--- WORK TO BE COMPLETED ---
From the first line of the entries below through the line bearing "rough mask: <svg", write out each line exactly. Omit pictures.

(Data items)
■ ■ ■

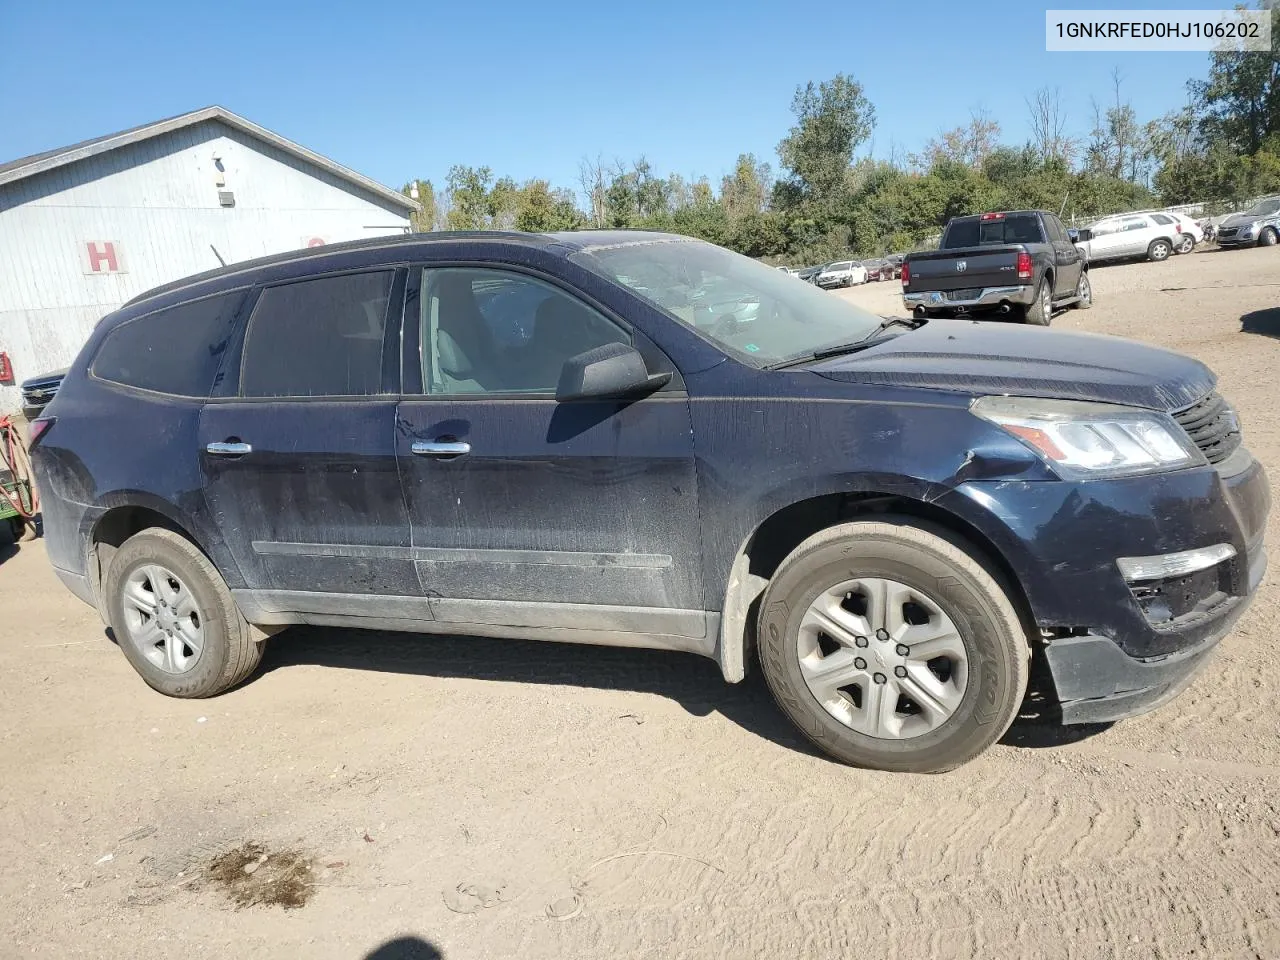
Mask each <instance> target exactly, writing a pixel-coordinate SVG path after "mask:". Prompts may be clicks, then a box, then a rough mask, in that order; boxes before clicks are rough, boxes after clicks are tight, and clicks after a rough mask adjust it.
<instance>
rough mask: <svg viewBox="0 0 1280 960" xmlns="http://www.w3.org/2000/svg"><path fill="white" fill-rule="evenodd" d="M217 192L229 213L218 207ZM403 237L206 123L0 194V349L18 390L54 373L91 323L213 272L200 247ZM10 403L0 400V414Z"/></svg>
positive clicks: (384, 205)
mask: <svg viewBox="0 0 1280 960" xmlns="http://www.w3.org/2000/svg"><path fill="white" fill-rule="evenodd" d="M215 156H216V157H219V159H220V161H221V165H223V172H221V173H220V175H221V178H223V179H224V182H225V183H224V186H223V187H219V186H216V178H218V177H219V172H218V170H216V168H215ZM219 189H224V191H232V192H233V193H234V196H236V206H233V207H224V206H220V204H219V198H218V192H219ZM407 227H408V212H407V211H406V210H402V209H399V207H396V206H394V205H393V204H389V202H388V201H385V200H383V198H380V197H378V196H376V195H372V193H367V192H365V191H362V189H361V188H360V187H358V186H356V184H353V183H349V182H347V180H343V179H340V178H338V177H334V175H332V174H330V173H328V172H326V170H321V169H320V168H316V166H312V165H311V164H307V163H305V161H302V160H298V159H296V157H293V156H292V155H289V154H285V152H283V151H279V150H276V148H275V147H273V146H270V145H268V143H264V142H261V141H259V140H256V138H253V137H248V136H246V134H242V133H239V132H238V131H234V129H232V128H229V127H227V125H225V124H221V123H219V122H216V120H210V122H206V123H201V124H196V125H193V127H188V128H186V129H180V131H175V132H173V133H168V134H164V136H160V137H155V138H152V140H147V141H142V142H140V143H134V145H132V146H128V147H122V148H119V150H114V151H110V152H106V154H101V155H99V156H95V157H90V159H88V160H83V161H81V163H78V164H72V165H68V166H64V168H60V169H56V170H50V172H47V173H44V174H37V175H35V177H29V178H27V179H24V180H18V182H15V183H10V184H5V186H0V349H3V351H6V352H8V353H9V357H10V358H12V360H13V365H14V374H15V376H17V379H18V381H19V383H20V381H22V380H23V379H26V378H28V376H33V375H36V374H41V372H45V371H46V370H51V369H55V367H61V366H67V365H68V364H70V361H72V360H74V357H76V353H77V352H78V351H79V348H81V344H82V343H83V342H84V338H86V337H87V335H88V333H90V332H91V330H92V329H93V324H96V323H97V320H99V319H100V317H102V316H104V315H105V314H108V312H110V311H111V310H114V308H115V307H118V306H120V305H122V303H124V302H125V301H127V300H129V298H132V297H134V296H137V294H138V293H141V292H143V291H146V289H148V288H151V287H155V285H156V284H160V283H166V282H169V280H174V279H178V278H180V276H187V275H188V274H193V273H200V271H201V270H209V269H211V268H215V266H218V260H216V257H215V256H214V252H212V250H210V244H212V246H214V247H216V248H218V252H219V253H221V256H223V259H224V260H227V262H228V264H230V262H234V261H238V260H250V259H252V257H256V256H262V255H265V253H276V252H280V251H285V250H294V248H297V247H300V246H305V244H306V243H307V241H308V239H310V238H320V239H323V241H324V242H326V243H335V242H338V241H344V239H357V238H361V237H374V236H380V234H396V233H402V232H403V230H404V229H406V228H407ZM91 243H92V244H95V247H93V251H95V252H96V253H97V256H96V257H92V256H91V252H90V250H88V248H87V244H91ZM108 243H110V244H113V247H111V250H110V252H113V253H114V255H115V259H116V264H115V265H116V266H118V268H120V270H119V271H110V269H109V268H110V265H111V264H110V260H109V259H108V257H105V256H104V253H106V252H108V250H106V247H105V244H108ZM92 266H96V268H97V270H95V271H91V268H92ZM18 402H19V394H18V390H17V388H14V387H4V388H0V408H4V410H6V411H8V410H14V408H15V407H17V406H18Z"/></svg>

■ ■ ■

--- OUTPUT OF THE TASK ---
Mask each <instance> target exactly, writing a pixel-coordinate SVG path after "mask:". Prompts may be clicks, then a box, then a rough mask, in that order; boxes before clicks are rough, boxes after clicks are tight, and clicks after a rough mask adjust it.
<instance>
rough mask: <svg viewBox="0 0 1280 960" xmlns="http://www.w3.org/2000/svg"><path fill="white" fill-rule="evenodd" d="M217 192L229 213L218 207ZM403 237L206 123L0 194V349L18 390L54 373L91 323L213 272L200 247ZM10 403L0 400V414Z"/></svg>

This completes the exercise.